Answer these from the Gruumsh text:
1. What is Gruumsh's favored weapon?
2. Who is Gruumsh's wife?
3. Which two gods in his pantheon show him little real loyalty beyond what comes from fear?

* [EXCERPTED TEXT]:

=====

- This article was considered for deletion at Wikipedia on November 28 2019. This is a backup of Wikipedia:Gruumsh. All of its AfDs can be found at Wikipedia:Special:PrefixIndex/Wikipedia:Articles_for_deletion/Gruumsh, the first at Wikipedia:Wikipedia:Articles_for_deletion/Gruumsh.
In the Dungeons & Dragons role-playing game, Gruumsh, also known as Gruumsh One-Eye, is the patron deity of orcs, who regard him as the god of conquest, survival, strength, and territory. He is also considered a member of the default D&D pantheon of deities.[no citations needed here] His symbol is an unblinking eye, or (in the Forgotten Realms campaign setting) his missing unwinking eye.
- 1 Publication history
- 2 Description
- 3 Relationships
- 4 Realm
- 5 Worshippers
- 6 Myths and legends
- 7 References
- 8 Additional reading
Advanced Dungeons & Dragons 1st edition (1977-1988)
Advanced Dungeons & Dragons 2nd edition (1989-1999)
Dungeons & Dragons 3.0 edition (2000-2002)
Dungeons & Dragons 3.5 edition (2003-2007)
Dungeons & Dragons 4th edition (2008-)
Gruumsh appears as one of the deities described in the Dungeon Master's Guide for this edition (2008). His role is expanded on in the Manual of the Planes and The Plane Above: Secrets of the Astral Sea. No stat block is offered for Gruumsh; The Plane Above states that "Gruumsh does not concern himself with puny heroes of the world. He is too busy crushing threats more worthy of his power."
Gruumsh appears as a powerful orc with one eye. A figure of fury and driven cruelty, Gruumsh rules his pantheon with brute power. His favored weapon is the spear.
Gruumsh is the husband of Luthic and father of Bahgtru. Ilneval is his most capable lieutenant.
Gruumsh considers himself supreme, and considers every non-orc his enemy, holding special enmity for some. Gruumsh hates Corellon Larethian with a passion, because he lost his eye to Corellon in battle. He spreads this hatred to all of the Seldarine, especially Sehanine Moonbow, who fooled the orcish god many times to protect Corellon and her other family members. Gruumsh also loathes Moradin and the dwarven pantheon.
In his own pantheon, Gruumsh rules over all the other gods (although Shargaas and Yurtrus bear him little real loyalty beside that made from fear), and has his orders carried out through his lieutenant Ilneval.
The Orc God has no allies amongst the other Gods. Gruumsh particularly hates Corellon Larethian for cutting out his eye in battle eons ago. Gruumsh is rumored to have had an alliance (and possibly more) with Lolth, but if this is true it ended badly for him as he hates Lolth as well.

=====

* [DATA EXCERPT]:

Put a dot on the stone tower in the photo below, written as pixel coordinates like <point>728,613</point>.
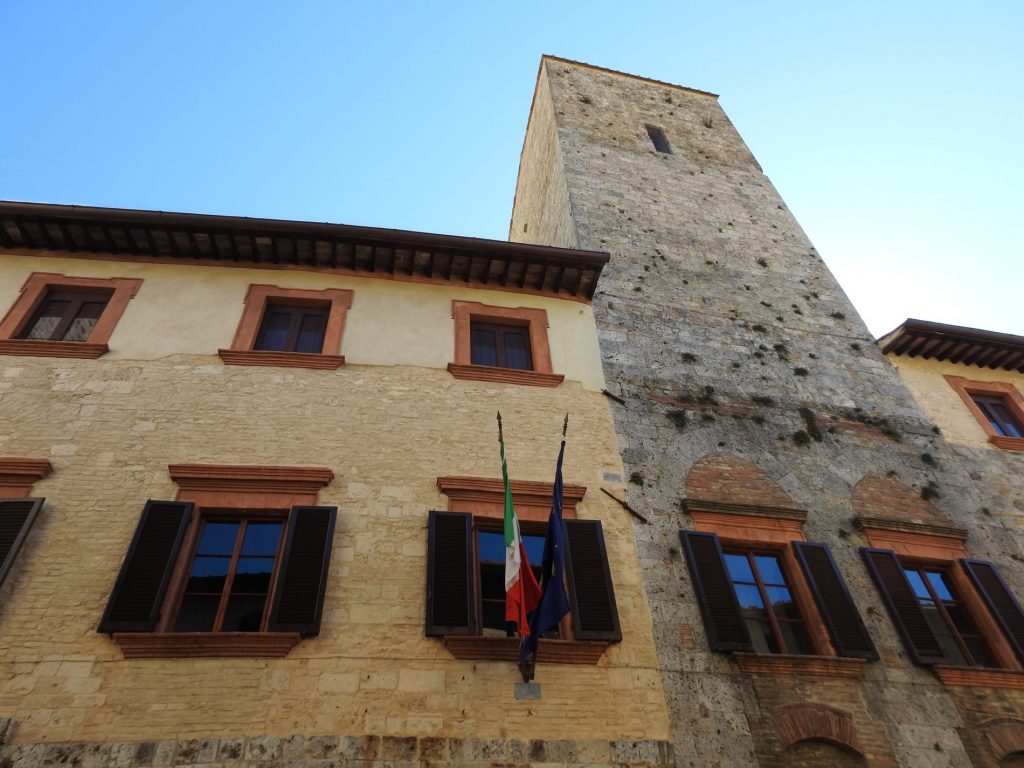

=====

* [OUTPUT BELOW]:
1. The spear.
2. Luthic.
3. Shargaas and Yurtrus.